▶ [PROBLEM TO SOLVE]
Please report how many lines of the data include the word "return", with the number as the entire reply.

----- DATA EXTRACTS

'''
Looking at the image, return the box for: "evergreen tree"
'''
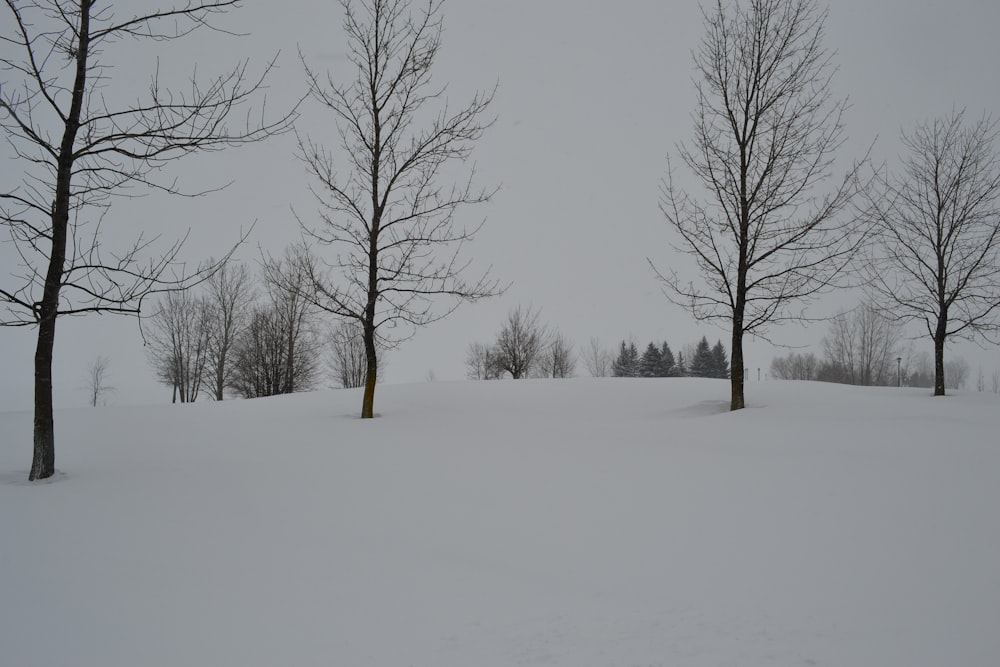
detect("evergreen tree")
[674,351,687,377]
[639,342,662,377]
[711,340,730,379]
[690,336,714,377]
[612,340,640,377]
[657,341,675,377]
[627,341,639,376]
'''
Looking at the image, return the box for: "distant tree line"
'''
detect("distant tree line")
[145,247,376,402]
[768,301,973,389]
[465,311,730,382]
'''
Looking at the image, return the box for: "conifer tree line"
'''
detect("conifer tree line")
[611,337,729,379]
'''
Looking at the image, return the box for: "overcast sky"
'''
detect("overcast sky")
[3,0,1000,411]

----------
----- DATA EXTRACTS

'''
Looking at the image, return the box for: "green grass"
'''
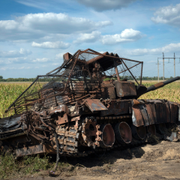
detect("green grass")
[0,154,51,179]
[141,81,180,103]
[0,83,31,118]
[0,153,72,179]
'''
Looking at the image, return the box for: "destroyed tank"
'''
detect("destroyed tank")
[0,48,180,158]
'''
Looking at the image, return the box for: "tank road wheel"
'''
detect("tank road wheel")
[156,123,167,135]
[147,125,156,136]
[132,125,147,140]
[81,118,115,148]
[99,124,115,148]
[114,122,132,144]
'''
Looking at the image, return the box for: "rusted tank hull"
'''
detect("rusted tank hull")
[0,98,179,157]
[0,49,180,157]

----------
----- DATA EXTRACTS

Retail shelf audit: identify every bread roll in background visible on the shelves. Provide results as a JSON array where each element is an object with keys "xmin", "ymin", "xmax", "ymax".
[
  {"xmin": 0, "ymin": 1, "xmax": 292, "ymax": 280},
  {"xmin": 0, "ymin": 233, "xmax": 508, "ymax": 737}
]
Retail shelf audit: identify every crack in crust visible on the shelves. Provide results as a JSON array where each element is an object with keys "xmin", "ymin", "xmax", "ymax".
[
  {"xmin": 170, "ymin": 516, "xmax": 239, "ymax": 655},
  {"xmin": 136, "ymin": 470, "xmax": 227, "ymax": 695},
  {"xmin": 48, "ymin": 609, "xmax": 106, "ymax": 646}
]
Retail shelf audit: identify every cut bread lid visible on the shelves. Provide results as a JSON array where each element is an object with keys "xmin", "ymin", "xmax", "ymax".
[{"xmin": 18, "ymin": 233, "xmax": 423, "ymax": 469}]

----------

▶ [RESPONSE]
8